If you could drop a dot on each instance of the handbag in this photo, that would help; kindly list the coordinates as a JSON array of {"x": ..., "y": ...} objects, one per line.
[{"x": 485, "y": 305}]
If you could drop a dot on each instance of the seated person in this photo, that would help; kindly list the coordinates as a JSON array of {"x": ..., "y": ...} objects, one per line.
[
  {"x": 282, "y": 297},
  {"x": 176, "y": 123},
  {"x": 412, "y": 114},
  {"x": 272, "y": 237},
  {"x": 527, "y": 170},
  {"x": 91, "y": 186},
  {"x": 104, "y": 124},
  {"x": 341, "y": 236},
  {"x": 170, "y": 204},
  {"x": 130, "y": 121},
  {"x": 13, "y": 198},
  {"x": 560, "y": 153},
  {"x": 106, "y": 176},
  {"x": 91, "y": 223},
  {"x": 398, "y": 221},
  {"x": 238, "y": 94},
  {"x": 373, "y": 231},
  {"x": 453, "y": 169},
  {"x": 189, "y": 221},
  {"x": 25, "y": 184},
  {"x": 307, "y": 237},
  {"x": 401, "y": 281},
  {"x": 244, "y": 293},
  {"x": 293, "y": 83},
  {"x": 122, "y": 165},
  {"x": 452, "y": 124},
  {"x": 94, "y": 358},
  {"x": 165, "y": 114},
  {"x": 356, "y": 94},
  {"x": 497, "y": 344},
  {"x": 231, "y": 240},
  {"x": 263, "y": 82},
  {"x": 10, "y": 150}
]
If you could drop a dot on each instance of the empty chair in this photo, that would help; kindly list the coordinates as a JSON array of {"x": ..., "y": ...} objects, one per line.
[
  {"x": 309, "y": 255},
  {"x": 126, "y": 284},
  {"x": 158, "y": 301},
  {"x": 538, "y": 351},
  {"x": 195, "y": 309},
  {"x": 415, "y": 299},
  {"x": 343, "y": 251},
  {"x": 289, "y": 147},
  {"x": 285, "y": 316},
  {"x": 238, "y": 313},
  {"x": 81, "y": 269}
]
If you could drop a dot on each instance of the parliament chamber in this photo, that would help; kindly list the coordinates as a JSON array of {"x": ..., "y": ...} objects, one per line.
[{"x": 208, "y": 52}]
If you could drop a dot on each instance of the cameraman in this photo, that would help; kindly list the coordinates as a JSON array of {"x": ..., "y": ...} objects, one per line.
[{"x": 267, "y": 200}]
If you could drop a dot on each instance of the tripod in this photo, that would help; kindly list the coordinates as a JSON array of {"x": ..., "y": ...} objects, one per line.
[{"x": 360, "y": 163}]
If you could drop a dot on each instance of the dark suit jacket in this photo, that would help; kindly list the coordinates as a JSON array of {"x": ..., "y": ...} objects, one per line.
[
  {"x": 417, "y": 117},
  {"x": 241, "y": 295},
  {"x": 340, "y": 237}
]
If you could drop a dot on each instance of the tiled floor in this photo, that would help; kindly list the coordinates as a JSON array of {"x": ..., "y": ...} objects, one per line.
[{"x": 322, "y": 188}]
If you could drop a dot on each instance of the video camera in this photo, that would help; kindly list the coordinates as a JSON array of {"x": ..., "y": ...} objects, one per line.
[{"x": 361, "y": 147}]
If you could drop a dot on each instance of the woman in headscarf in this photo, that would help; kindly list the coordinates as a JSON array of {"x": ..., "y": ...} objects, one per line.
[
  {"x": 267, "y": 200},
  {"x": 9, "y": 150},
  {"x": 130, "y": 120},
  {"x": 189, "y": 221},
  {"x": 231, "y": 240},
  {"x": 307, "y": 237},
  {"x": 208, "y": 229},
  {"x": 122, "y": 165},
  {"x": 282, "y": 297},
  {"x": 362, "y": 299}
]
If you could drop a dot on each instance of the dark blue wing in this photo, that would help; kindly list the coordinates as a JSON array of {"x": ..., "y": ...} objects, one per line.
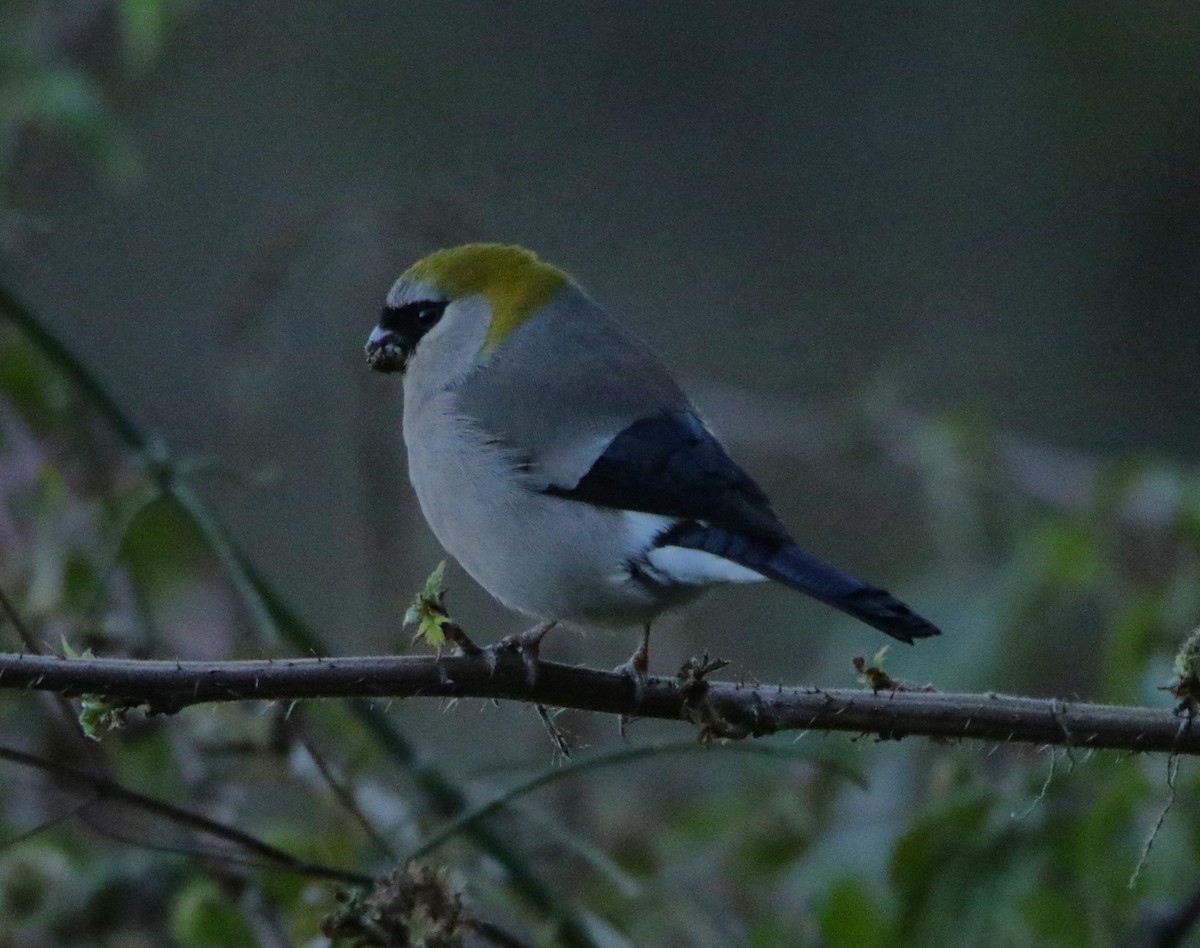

:: TASK OBJECTIVE ::
Convert the entries above into a Markdown table with the columns Row and Line. Give each non-blank line its own numbered row, and leave the pictures out.

:: ANSWER IN FULL ::
| Row | Line |
|---|---|
| 1 | If you could drop a dot on each instance of the handbag in this photo, that would help; kindly list the coordinates as a JSON array of {"x": ..., "y": ...} objects, one per line. |
| 2 | [{"x": 485, "y": 305}] |
| 3 | If you could drop a dot on each instance of the seated person in this photo, that would help; kindly list the coordinates as a JSON array of {"x": ..., "y": ...} objects, one per line. |
| 4 | [ |
| 5 |   {"x": 282, "y": 297}, |
| 6 |   {"x": 176, "y": 123}, |
| 7 |   {"x": 412, "y": 114}, |
| 8 |   {"x": 272, "y": 237}, |
| 9 |   {"x": 527, "y": 170}, |
| 10 |   {"x": 91, "y": 186}, |
| 11 |   {"x": 104, "y": 124}, |
| 12 |   {"x": 341, "y": 236}, |
| 13 |   {"x": 170, "y": 204}, |
| 14 |   {"x": 130, "y": 121}, |
| 15 |   {"x": 13, "y": 198}, |
| 16 |   {"x": 560, "y": 153}, |
| 17 |   {"x": 106, "y": 176}, |
| 18 |   {"x": 91, "y": 223}, |
| 19 |   {"x": 398, "y": 221}, |
| 20 |   {"x": 238, "y": 94}, |
| 21 |   {"x": 373, "y": 231}, |
| 22 |   {"x": 453, "y": 169}, |
| 23 |   {"x": 189, "y": 221}, |
| 24 |   {"x": 25, "y": 184}, |
| 25 |   {"x": 307, "y": 237}, |
| 26 |   {"x": 401, "y": 281}, |
| 27 |   {"x": 244, "y": 293}, |
| 28 |   {"x": 293, "y": 83}, |
| 29 |   {"x": 122, "y": 165}, |
| 30 |   {"x": 452, "y": 124}, |
| 31 |   {"x": 94, "y": 358}, |
| 32 |   {"x": 165, "y": 114}, |
| 33 |   {"x": 356, "y": 94}, |
| 34 |   {"x": 497, "y": 344}, |
| 35 |   {"x": 231, "y": 240}, |
| 36 |   {"x": 263, "y": 82}, |
| 37 |   {"x": 10, "y": 150} |
| 38 | ] |
| 39 | If you could drop a dot on each instance of the empty chair in this photo, that would help; kindly list the coordinates as a JSON array of {"x": ..., "y": ...} objects, one per line. |
| 40 | [ |
| 41 |   {"x": 309, "y": 255}, |
| 42 |   {"x": 126, "y": 284}, |
| 43 |   {"x": 158, "y": 301}, |
| 44 |   {"x": 538, "y": 351}, |
| 45 |   {"x": 195, "y": 309}, |
| 46 |   {"x": 415, "y": 299}, |
| 47 |   {"x": 343, "y": 251}, |
| 48 |   {"x": 289, "y": 147}, |
| 49 |   {"x": 285, "y": 316}, |
| 50 |   {"x": 238, "y": 313}, |
| 51 |   {"x": 81, "y": 269} |
| 52 | ] |
| 53 | If you could drop a dot on each instance of the parliament chamber in this photo, that would help; kindly list the coordinates as a JSON array of {"x": ..., "y": ...} objects, one per line. |
| 54 | [{"x": 208, "y": 52}] |
| 55 | If you could drop a dot on each instance of the cameraman in this photo, that would help; kindly list the coordinates as a JSON array of {"x": ..., "y": ...} objects, one per line. |
| 56 | [{"x": 267, "y": 200}] |
| 57 | If you could drop a dot on each instance of the tripod in this photo, that would help; kindly list the coordinates as a JSON array of {"x": ..., "y": ...} objects, one per line. |
| 58 | [{"x": 360, "y": 163}] |
| 59 | If you could drop a dot on each instance of the dark suit jacket in this photo, that would help; kindly list the coordinates as a JSON array of {"x": ..., "y": ...} objects, one per line. |
| 60 | [ |
| 61 |   {"x": 417, "y": 117}, |
| 62 |   {"x": 241, "y": 295}, |
| 63 |   {"x": 340, "y": 237} |
| 64 | ] |
| 65 | If you could drop a dot on each instance of the tiled floor in this photo, that would help; kindly list the coordinates as a JSON array of {"x": ..., "y": ...} objects, one per line. |
| 66 | [{"x": 322, "y": 188}] |
| 67 | If you could drop a dot on each instance of the video camera in this photo, that would help; kindly list the coordinates as a JSON array of {"x": ..., "y": ...} objects, one per line. |
| 68 | [{"x": 361, "y": 147}] |
| 69 | If you could drop a dot on each instance of the woman in headscarf in this photo, that would help; kindly list the coordinates as a JSON array of {"x": ..., "y": ...} objects, one per line. |
| 70 | [ |
| 71 |   {"x": 267, "y": 200}, |
| 72 |   {"x": 9, "y": 150}, |
| 73 |   {"x": 130, "y": 120}, |
| 74 |   {"x": 189, "y": 221}, |
| 75 |   {"x": 231, "y": 240}, |
| 76 |   {"x": 307, "y": 237}, |
| 77 |   {"x": 208, "y": 229}, |
| 78 |   {"x": 122, "y": 165}, |
| 79 |   {"x": 282, "y": 297}, |
| 80 |   {"x": 362, "y": 299} |
| 81 | ] |
| 82 | If you could drop a dot on each instance of the dark blue wing in this photo, that would help; kindly list the coordinates as a JSON array of {"x": ..., "y": ...} objects, one per line. |